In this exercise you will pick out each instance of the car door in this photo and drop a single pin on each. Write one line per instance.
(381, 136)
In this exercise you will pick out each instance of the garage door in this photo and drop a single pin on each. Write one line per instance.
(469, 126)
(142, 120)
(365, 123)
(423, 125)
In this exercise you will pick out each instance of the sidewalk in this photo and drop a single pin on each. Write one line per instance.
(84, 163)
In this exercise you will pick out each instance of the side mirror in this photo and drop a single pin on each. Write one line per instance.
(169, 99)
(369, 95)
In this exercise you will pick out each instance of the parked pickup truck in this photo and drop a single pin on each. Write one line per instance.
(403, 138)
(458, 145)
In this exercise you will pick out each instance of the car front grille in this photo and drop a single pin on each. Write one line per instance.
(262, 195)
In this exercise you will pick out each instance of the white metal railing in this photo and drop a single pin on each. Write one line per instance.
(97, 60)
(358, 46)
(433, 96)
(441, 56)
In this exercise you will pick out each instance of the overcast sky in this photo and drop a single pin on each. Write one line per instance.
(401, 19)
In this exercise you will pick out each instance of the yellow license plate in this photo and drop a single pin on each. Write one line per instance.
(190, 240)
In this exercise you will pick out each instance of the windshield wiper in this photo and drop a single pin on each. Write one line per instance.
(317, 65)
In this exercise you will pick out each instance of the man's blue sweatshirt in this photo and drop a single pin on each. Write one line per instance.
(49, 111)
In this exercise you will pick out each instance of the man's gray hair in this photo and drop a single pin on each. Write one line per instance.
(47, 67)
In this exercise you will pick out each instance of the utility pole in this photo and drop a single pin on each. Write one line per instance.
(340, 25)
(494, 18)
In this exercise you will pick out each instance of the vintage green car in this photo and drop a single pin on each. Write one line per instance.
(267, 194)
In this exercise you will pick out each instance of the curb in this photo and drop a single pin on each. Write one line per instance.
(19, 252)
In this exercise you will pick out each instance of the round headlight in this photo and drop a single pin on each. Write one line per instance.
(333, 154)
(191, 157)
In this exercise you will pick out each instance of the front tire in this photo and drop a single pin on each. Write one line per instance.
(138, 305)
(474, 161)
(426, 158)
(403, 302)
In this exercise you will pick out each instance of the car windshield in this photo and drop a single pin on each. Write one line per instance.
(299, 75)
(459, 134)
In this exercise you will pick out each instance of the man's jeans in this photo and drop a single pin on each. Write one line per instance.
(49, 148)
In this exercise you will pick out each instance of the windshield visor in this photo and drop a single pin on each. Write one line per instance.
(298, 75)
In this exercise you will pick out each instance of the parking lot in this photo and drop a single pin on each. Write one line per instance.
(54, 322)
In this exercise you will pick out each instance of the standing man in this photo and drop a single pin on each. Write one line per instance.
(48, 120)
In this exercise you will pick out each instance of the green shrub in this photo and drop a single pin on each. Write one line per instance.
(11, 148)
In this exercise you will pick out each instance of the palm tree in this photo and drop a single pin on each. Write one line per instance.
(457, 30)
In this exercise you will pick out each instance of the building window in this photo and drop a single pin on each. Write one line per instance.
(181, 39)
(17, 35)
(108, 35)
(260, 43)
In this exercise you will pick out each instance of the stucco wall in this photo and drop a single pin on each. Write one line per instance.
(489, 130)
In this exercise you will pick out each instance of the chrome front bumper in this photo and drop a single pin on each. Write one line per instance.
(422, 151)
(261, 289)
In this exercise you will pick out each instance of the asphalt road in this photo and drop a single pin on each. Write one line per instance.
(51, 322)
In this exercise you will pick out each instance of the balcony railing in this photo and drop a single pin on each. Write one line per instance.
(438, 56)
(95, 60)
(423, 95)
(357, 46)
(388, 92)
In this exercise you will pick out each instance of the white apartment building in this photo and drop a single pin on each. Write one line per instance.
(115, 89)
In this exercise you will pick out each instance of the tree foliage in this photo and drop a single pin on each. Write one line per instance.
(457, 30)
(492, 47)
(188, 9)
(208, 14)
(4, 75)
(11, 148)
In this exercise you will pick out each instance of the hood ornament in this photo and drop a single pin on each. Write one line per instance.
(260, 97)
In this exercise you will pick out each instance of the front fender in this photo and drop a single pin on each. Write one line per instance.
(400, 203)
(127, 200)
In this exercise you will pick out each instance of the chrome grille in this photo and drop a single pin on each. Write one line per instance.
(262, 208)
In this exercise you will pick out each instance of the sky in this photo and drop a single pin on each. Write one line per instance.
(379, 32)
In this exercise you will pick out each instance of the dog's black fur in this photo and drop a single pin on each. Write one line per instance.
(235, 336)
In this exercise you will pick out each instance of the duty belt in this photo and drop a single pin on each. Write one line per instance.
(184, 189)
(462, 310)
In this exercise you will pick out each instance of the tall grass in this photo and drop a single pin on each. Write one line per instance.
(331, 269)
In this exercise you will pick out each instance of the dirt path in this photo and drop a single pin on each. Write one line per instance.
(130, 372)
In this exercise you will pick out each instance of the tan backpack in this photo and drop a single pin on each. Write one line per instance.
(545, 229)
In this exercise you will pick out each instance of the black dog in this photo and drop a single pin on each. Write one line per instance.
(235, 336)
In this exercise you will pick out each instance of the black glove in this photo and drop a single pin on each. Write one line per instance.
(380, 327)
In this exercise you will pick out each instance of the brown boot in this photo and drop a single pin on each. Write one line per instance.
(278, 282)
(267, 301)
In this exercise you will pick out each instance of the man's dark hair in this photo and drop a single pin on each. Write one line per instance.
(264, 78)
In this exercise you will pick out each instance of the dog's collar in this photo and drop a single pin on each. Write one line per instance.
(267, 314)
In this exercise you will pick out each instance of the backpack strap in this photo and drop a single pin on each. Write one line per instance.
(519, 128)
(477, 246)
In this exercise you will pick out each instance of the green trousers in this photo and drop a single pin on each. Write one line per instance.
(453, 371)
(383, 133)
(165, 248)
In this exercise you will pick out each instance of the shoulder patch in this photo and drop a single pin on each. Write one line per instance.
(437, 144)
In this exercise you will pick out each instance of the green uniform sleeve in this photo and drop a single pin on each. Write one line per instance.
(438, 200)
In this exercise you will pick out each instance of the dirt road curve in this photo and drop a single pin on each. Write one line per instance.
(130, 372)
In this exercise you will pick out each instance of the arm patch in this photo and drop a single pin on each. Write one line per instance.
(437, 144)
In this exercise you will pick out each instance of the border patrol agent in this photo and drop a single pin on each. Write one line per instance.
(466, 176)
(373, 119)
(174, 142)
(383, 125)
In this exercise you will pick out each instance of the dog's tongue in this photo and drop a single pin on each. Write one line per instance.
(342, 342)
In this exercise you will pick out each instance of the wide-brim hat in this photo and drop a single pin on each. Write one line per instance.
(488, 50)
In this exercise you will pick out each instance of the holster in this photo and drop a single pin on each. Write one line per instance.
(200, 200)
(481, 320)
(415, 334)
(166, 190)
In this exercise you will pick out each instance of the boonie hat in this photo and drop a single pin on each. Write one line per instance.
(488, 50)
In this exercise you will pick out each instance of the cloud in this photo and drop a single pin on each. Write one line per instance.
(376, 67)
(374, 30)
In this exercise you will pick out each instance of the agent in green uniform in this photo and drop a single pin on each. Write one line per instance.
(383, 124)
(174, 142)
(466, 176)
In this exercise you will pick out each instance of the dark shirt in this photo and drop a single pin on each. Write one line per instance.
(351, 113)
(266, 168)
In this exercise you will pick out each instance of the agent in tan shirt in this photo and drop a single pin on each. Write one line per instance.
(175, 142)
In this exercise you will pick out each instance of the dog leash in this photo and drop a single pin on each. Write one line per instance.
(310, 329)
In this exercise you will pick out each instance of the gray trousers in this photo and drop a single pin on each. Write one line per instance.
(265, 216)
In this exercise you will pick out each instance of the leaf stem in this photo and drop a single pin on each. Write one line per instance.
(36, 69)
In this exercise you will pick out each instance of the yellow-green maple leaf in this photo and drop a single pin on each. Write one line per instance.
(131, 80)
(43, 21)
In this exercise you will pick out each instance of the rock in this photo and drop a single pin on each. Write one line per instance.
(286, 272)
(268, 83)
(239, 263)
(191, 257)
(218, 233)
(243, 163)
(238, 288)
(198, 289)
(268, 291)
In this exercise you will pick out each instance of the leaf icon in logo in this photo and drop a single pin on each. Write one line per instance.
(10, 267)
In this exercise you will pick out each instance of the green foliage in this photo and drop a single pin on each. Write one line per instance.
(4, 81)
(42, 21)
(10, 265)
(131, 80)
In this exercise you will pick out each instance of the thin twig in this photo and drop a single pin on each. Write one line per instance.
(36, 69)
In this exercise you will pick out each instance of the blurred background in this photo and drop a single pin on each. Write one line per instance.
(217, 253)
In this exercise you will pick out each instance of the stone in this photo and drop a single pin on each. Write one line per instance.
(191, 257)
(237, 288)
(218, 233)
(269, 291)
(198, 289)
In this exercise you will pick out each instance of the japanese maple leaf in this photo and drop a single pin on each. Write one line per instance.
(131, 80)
--------------------------------------------------
[WHAT YOU WILL DO] Copy out exactly the lines running from the line with "the leaf icon" to the end of the records, inclusive.

[CORRECT RESULT]
In this exercise you will pick out each instance of the leaf icon in logo in this photo and drop a single pin on each. Write one line per instance.
(10, 267)
In this exercise you will pick out each instance of the green foliage in this photo and drop a single pin on each. Write one line per instance.
(4, 81)
(42, 21)
(10, 265)
(131, 80)
In this exercise you will pick out each instance of the thin twig in this photo and drop a single pin on each. Write one line per instance.
(36, 69)
In this exercise you will pick out each instance of the blurred background in this photo and drop a single pin on each. Write one line per instance.
(217, 253)
In this exercise you will pick out each instance of the stone in this photo and drop a single pin on each. Write one line per instance.
(191, 257)
(237, 288)
(218, 233)
(269, 291)
(198, 289)
In this exercise you will pick out each instance of the japanese maple leaf in this photo and drop a single pin on each. Write one line per instance.
(131, 80)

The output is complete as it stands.